▶ SET PROBLEM:
Copy all of the data below word for word, leaving out the pictures.

-- Begin --

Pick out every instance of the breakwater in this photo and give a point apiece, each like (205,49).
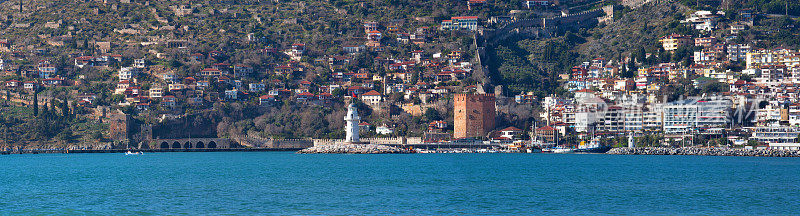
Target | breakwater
(705,151)
(354,149)
(67,151)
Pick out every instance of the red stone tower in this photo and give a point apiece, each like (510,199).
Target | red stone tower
(474,115)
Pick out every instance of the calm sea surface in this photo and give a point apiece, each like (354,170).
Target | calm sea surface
(422,184)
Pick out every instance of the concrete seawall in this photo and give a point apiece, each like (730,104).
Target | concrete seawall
(704,152)
(344,148)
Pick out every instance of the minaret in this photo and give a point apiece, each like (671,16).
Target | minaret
(351,125)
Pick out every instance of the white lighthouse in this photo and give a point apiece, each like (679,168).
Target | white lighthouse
(351,125)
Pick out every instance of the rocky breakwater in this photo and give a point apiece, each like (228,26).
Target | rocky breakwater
(705,151)
(354,149)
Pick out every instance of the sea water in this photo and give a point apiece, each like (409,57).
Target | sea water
(260,183)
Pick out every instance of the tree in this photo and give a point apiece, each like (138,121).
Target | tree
(35,103)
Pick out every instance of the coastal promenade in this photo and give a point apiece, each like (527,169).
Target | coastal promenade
(704,151)
(46,151)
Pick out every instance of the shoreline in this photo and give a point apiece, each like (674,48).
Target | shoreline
(90,151)
(713,151)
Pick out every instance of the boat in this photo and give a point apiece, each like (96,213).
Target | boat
(592,147)
(562,150)
(597,149)
(133,153)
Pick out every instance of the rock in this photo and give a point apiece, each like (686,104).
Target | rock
(704,151)
(354,149)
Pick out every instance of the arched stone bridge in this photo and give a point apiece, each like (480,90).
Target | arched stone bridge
(193,143)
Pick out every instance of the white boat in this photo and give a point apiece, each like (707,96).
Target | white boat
(133,153)
(563,150)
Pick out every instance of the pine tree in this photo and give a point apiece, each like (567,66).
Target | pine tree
(35,103)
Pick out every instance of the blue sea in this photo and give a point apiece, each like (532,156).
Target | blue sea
(284,183)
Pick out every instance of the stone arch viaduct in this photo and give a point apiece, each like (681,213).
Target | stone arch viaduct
(193,143)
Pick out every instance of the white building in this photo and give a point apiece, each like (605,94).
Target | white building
(780,137)
(127,73)
(351,124)
(384,130)
(699,115)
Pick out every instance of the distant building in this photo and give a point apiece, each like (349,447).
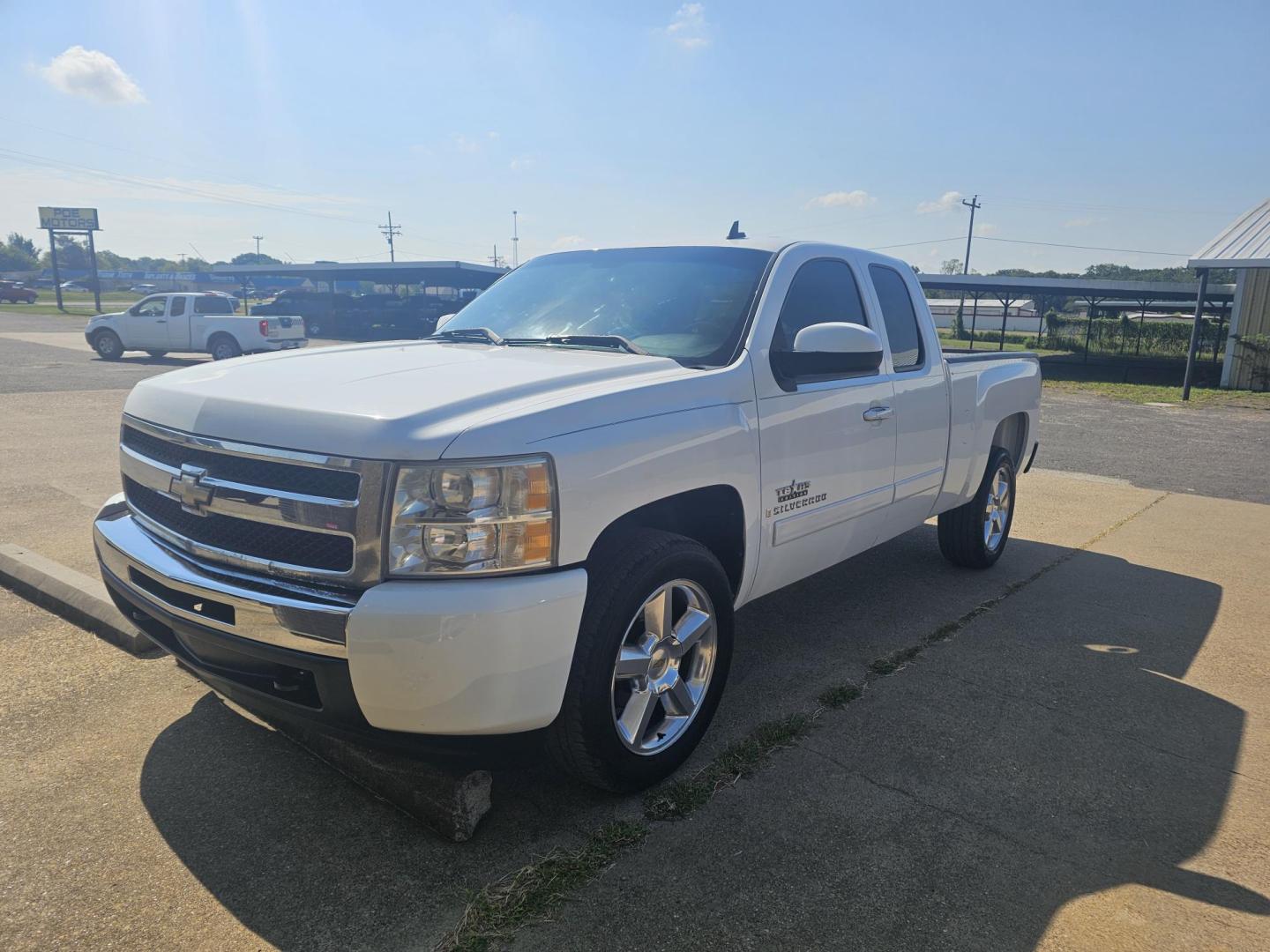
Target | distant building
(987,315)
(1244,247)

-- End --

▶ TASK RESPONSE:
Pick out every instance of the breakwater in this photo and give a point apiece, each like (205,49).
Target | breakwater
(705,151)
(354,149)
(67,151)
Pick out every instance of the red stone tower in this photo and give a point apiece, each like (510,199).
Target | red stone tower
(474,115)
Pick out every instance of the calm sea surface in this photo and give a point apiece, each like (354,170).
Target | calm sea surface
(422,184)
Pick out every instance of the concrete seawall in this photo and give a point apiece, each like (730,104).
Target | concrete seawall
(704,152)
(344,148)
Pick out every instance of the minaret in this photo and give a point apiece, each like (671,16).
Target | minaret
(351,125)
Pick out every instance of the white lighthouse in this photo and give a point apiece, each like (679,168).
Target | white lighthouse
(351,125)
Pick out every instance of the rocky breakwater in this photo and give a point apiece, each like (228,26).
Target | rocky breakwater
(705,151)
(354,149)
Pick out every instance of the sea water in this photo and give a point apiece, each like (409,57).
Target | sea water
(260,183)
Pick out every instance of the tree in this photo and give a point apiece, each like (138,121).
Target | tree
(35,103)
Pick out every instance of the coastal promenade in this photo and give a point apiece, each like (527,169).
Target | coastal promenade
(704,151)
(46,151)
Pick out every instance of the shoreline in this photo and give a point apiece, each like (674,48).
Target | shoreline
(90,151)
(713,151)
Pick out every instance of the boat in this photo and give a point apiece, each like (96,213).
Target | boat
(592,147)
(562,150)
(597,149)
(133,153)
Pick out every instance of the rock in this photo and give a point apiece, each like (686,104).
Target | rock
(704,151)
(354,149)
Pick out every instance of the arched stone bridge in this photo and give a point apiece, each like (480,90).
Target | arched stone bridge
(193,143)
Pick out every instance of the white boat in this photo and give a point apiece, each like (707,96).
Target | white boat
(133,153)
(563,150)
Pick out every instance of the pine tree in this photo and give a point apiece, each like (567,66).
Target | pine tree
(35,103)
Pick out every instance of the blue sea in this photo and give a point apiece, each like (532,156).
Target | blue sea
(284,183)
Pick out every instance of the stone arch viaduct in this photo and give a point apiece, each like (681,213).
Target | stone arch viaduct
(193,143)
Pick out every instance of the white building in this photo and give a point apiece, each like (605,94).
Target | white building
(780,137)
(127,73)
(351,124)
(384,130)
(699,115)
Pick out every instance of the distant building in this photo and give a point apiece, each like (349,447).
Target | distant building
(987,315)
(1244,247)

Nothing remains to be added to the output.